## Directive 1:
Answer from the passage on the pound's rise against the US dollar.
(a) What periodic low did the currency pair reach in January?
(b) What high did the pair reach at the end of April?
(c) Which external factor does the passage say is shaking the dollar's position as a global reserve currency?
## Directive 2:
Extend the passage on the pound's rise against the US dollar, beginning after its final sentence.

## Text provided:
══════
Since the beginning of this year, despite fluctuations, the pound has shown an upward trend against the US dollar. The currency pair rose from a periodic low of 1.21 in January to a high of over 1.34 at the end of April. This was mainly driven by both internal and external factors. In terms of internal factors, stronger-than-expected economic data and weaker-than-expected interest rate cuts by the Bank of England have jointly pushed up the pound's exchange rate. In terms of external factors, Trump's tariff policy is shaking the dollar's position as a global reserve currency, causing the US dollar index to continue to fall in recent months (Figure 1.1).
══════
## Data lines:
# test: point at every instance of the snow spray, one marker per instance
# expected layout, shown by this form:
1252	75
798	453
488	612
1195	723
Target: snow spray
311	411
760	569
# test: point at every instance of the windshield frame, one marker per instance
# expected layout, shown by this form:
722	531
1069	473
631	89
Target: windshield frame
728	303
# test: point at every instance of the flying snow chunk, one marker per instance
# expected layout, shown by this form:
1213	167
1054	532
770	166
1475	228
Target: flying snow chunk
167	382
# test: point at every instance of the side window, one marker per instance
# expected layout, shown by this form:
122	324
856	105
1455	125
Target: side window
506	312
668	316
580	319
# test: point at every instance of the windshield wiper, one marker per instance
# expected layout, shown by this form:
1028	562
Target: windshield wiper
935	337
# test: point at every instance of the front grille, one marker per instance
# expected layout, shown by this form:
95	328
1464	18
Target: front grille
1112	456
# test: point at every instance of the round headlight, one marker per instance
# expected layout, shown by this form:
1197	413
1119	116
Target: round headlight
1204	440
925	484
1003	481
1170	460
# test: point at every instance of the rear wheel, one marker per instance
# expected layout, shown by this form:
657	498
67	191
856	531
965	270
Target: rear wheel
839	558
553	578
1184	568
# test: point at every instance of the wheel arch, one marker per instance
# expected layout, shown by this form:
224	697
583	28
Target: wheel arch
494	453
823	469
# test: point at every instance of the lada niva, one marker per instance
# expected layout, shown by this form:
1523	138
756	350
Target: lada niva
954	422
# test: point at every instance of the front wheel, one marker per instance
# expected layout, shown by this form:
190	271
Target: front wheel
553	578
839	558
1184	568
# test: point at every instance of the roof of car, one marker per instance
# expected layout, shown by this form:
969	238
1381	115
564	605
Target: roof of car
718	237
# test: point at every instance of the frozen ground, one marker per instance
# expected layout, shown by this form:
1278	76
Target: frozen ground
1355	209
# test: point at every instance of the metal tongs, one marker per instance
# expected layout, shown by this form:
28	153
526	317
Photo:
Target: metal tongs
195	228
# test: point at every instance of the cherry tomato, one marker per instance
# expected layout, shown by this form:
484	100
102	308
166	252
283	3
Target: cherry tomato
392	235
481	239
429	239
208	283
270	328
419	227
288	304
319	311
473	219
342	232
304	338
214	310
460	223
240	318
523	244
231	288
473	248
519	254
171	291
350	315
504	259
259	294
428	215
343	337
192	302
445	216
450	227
══════
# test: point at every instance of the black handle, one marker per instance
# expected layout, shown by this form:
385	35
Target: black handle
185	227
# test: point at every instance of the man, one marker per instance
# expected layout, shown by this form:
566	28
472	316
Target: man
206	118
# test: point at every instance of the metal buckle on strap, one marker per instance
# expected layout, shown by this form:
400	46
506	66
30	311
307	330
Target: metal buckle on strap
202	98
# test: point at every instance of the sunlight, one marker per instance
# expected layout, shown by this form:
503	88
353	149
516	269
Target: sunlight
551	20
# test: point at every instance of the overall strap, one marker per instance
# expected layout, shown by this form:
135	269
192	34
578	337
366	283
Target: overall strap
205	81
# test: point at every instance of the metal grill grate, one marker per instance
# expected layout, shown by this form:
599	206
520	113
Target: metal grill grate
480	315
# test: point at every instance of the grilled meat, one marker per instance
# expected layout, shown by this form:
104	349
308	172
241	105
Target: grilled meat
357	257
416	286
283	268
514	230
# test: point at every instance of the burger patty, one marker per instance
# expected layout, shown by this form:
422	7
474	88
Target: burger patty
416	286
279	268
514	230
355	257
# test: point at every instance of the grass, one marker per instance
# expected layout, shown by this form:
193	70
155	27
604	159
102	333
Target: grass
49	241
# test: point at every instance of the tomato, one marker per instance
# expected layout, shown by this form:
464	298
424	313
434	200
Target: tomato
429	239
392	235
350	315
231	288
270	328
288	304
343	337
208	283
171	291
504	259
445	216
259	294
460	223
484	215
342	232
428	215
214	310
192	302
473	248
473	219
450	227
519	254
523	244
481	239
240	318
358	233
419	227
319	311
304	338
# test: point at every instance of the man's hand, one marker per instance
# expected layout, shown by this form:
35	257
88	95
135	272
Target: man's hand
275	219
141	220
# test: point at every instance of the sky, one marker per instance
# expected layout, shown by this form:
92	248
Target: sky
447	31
══════
## Final answer 1:
(a) 1.21
(b) Over 1.34
(c) Trump's tariff policy

## Final answer 2:
Looking ahead, in the short term (0-3 months), we expect GBP/USD to rise slightly. Here, we emphasize “rising + slight”. In the "rising" view, the UK is less affected by tariffs. Trump called the UK-US trade agreement "the first in a series of agreements". The agreement includes the US exempting the 25% tariff on steel and aluminium products imported from the UK; the tariff on the first 100,000 cars imported from the UK was reduced from 27.5% to 10%; and the UK was granted a tariff-free export quota of 13,000 tons beef to the US. This will be conducive to the rise of the pound as it is less affected by Trump's foreign policy. In addition, due to the continued decline in UK inflation, the BoE may continue its path of interest rate cuts. It is expected that the central bank will cut interest rates twice before the end of this year. At the same time, due to the weakness of the US economy and the lack of a clear reflation trend at present, we expect the Federal Reserve to cut interest rates 3-4 times. The relatively mild interest rate cuts for the BoE will be bullish for the pound exchange rate. In the "slight" view, the recent UK economic data released was mixed. In particular, the disappointing Industrial Production and PMI data are unlikely to support a sharp rise in GBP/USD.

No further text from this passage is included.